┌─ Dataset records

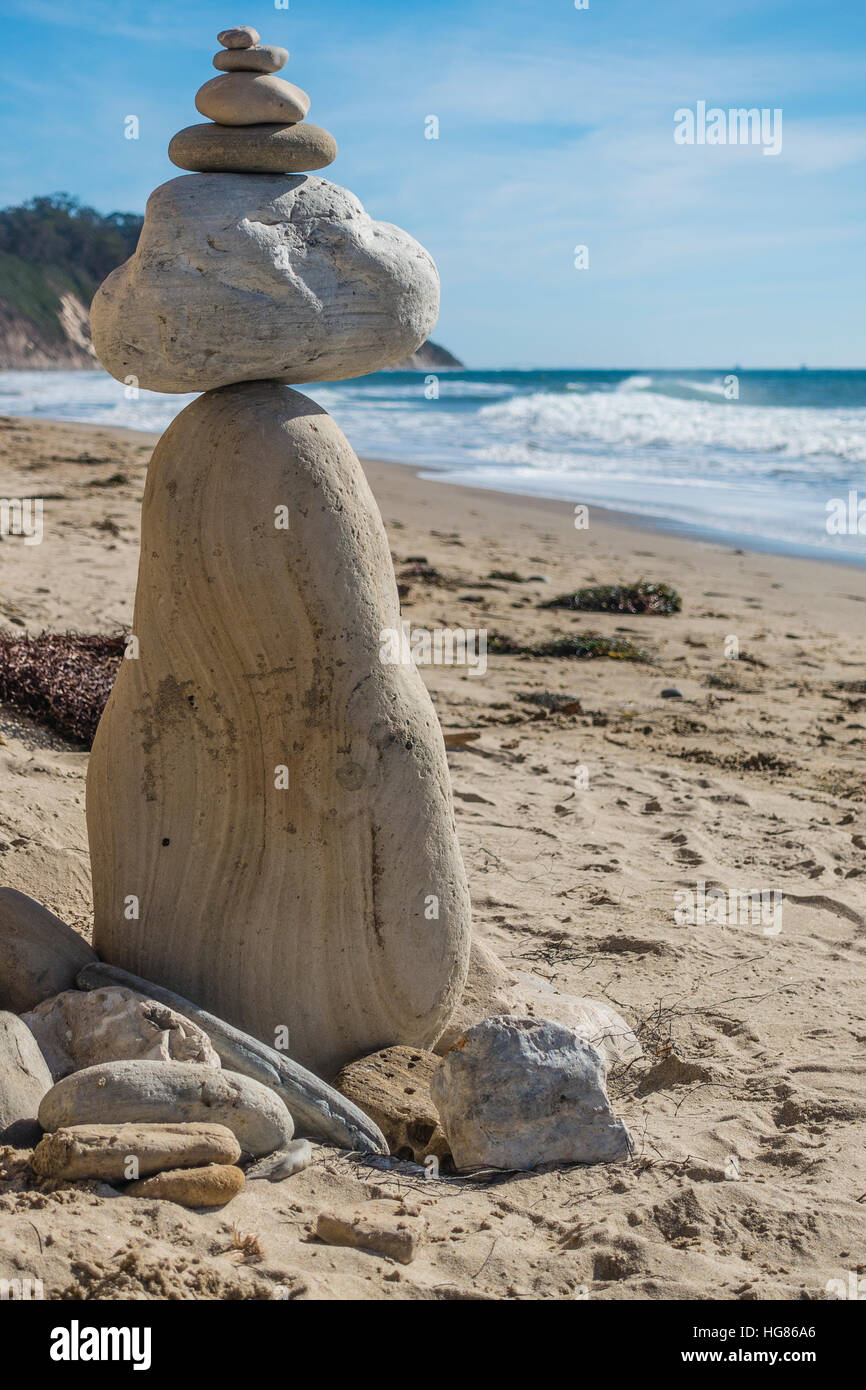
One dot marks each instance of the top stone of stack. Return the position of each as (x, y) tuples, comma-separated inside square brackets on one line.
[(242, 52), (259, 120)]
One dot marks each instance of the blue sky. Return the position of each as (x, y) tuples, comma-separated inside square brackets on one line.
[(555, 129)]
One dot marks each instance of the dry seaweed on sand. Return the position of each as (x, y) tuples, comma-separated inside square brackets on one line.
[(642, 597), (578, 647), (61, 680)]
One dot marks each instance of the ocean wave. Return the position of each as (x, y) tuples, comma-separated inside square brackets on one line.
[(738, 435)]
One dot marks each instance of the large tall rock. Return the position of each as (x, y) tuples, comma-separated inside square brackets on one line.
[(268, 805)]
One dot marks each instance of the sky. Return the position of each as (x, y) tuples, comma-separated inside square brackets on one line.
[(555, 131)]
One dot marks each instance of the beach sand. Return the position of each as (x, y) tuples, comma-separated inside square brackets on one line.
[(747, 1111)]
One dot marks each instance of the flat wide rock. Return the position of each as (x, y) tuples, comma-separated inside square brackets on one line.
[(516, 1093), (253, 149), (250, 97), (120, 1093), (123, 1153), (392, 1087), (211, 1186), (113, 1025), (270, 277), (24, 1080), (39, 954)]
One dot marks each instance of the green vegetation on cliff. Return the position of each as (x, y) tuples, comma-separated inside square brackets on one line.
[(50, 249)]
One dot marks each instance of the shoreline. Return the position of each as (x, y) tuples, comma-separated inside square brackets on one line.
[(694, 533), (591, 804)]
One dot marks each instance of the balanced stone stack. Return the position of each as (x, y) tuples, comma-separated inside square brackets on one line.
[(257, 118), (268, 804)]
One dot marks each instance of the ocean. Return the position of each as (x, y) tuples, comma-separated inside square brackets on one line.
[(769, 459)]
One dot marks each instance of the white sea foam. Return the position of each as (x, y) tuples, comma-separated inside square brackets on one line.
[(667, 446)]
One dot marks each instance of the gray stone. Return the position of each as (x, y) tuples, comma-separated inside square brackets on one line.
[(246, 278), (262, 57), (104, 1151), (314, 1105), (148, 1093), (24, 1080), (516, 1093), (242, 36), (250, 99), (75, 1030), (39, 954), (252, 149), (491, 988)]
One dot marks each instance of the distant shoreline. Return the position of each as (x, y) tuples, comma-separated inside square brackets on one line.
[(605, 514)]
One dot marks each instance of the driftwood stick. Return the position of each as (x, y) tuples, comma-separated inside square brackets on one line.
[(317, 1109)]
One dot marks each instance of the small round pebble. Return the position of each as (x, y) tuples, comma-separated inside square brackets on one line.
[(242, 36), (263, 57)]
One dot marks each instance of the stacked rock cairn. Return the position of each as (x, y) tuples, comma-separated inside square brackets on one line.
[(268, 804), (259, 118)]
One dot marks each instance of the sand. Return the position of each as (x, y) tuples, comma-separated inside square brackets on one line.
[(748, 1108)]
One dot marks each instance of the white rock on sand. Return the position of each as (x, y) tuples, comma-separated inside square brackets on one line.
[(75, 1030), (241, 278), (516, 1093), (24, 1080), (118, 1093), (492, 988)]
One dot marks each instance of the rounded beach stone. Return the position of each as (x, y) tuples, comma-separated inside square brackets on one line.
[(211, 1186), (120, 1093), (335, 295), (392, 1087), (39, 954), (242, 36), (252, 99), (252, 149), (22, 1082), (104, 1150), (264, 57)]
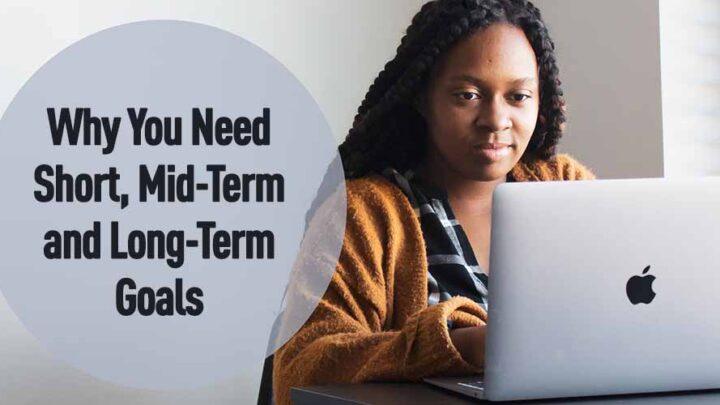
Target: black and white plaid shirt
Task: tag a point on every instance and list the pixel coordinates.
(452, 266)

└─

All of the lines above should be retyped precisely, apart from the pictures.

One dot marks each instance of the top stone of stack. Return the position of each as (x, y) tuples, comma-separated inside square brackets on one line.
[(242, 52), (259, 120)]
One dot marks each instance of the blue sky. Return the position of each as (x, y) tuples, comma-separated inside square brackets on one line.
[(555, 129)]
One dot marks each instance of the dry seaweed on sand. Return the position of each as (x, y) tuples, comma-separated inside square brackets on one line.
[(642, 597), (578, 647), (61, 680)]
One dot marks each instance of the ocean wave. Return the position of each as (x, y) tuples, comma-separated inside square brackets on one line.
[(738, 435)]
One dot marks each instance of the large tall rock. Return the position of each as (x, y) tuples, comma-separated inside square brackets on one line.
[(268, 805)]
One dot marks each instance of the sky. Return the position of each as (x, y) tuples, comma-separated inside square brackets on one line.
[(555, 131)]
One dot marks each instance of the beach sand. Return the position of each as (x, y) tuples, comma-separated inside square brackets on one line.
[(747, 1111)]
One dot marks each instance of the flat wide rock. Return the position of each as (x, y) tuples, comma-separated inside square brackets on one line.
[(516, 1093), (253, 149), (250, 97), (120, 1093), (123, 1153), (392, 1087), (211, 1186), (113, 1025), (270, 277), (24, 1080), (39, 954)]
One dot marks each instance of the green vegetation on cliff. Return the position of each as (x, y) tuples, comma-separated inside square brackets on one line.
[(50, 249)]
One dot marks each instance of the shoreline. Return the position of each as (x, y) tuples, comma-separated inside square brackets on one line.
[(694, 533), (591, 804)]
One dot marks each instance of the balanced stone stack. Return the position of each as (x, y) tuples, comma-separated inside square brackets on one line.
[(257, 118), (268, 804)]
One dot marks each instance of the ocean. Return the position of each as (x, y) tuples, comma-separated inside square brackets on one line.
[(769, 459)]
One dot marks each instance of the white sea foam. Return the position of each as (x, y) tuples, comma-separated inside square brackets on one line.
[(667, 446)]
One dot marks each instance of the gray stone. Return the position of each as (x, y) tuples, comma-separated inside square brackets on one line.
[(246, 278), (262, 57), (104, 1151), (314, 1105), (148, 1093), (24, 1080), (516, 1093), (242, 36), (250, 99), (75, 1030), (39, 954), (252, 149), (491, 988)]
One dot marks each instance of the distant shoreline. Return the position of each as (x, y) tuples, comma-separated inside square brackets on one line.
[(605, 514)]
One dot marks each instance of the driftwood stick. Return the position of each as (x, y) tuples, comma-separated inside square brackets on one line.
[(317, 1109)]
One dot marks each instance of the small round pebble. Return the position of each as (x, y) tuples, comma-separated inside square brackets on one line.
[(242, 36), (263, 57)]
One dot marks each instance of the stacked rock cairn. Return the position of each as (x, y) tuples, comma-separated inside square brackets on one line.
[(268, 804), (259, 118)]
One dot marks each instance of the sand. Return the position of each as (x, y) tuples, comma-separated inside square brackets on one line.
[(748, 1108)]
One dot marks each instance of the white rock on sand. Return the position of each as (x, y) tuples, comma-separated inside square brackets on one line.
[(75, 1030), (241, 278), (516, 1093), (24, 1080), (118, 1093), (492, 988)]
One dot marks each instance of the rounded beach stone. Return the position of each as (x, y) tuples, comma-separated inside square brackets on one line.
[(211, 1186), (120, 1093), (335, 295), (392, 1087), (39, 954), (242, 36), (252, 99), (252, 149), (22, 1082), (104, 1150), (264, 57)]
Target: black and white plaid shirt
Task: tag a point on every instance and list the pixel coordinates.
(452, 266)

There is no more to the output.